* _REQUIREMENT_: Each line of the listing should be reproduced exactly.

=-=-=-=-=

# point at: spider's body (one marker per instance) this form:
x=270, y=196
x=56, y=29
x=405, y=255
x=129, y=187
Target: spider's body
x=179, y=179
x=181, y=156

=-=-=-=-=

* _RESPONSE BOX_:
# point at: spider's body (one marker per instance) this form:
x=270, y=196
x=56, y=29
x=405, y=255
x=129, y=187
Target: spider's body
x=179, y=179
x=181, y=156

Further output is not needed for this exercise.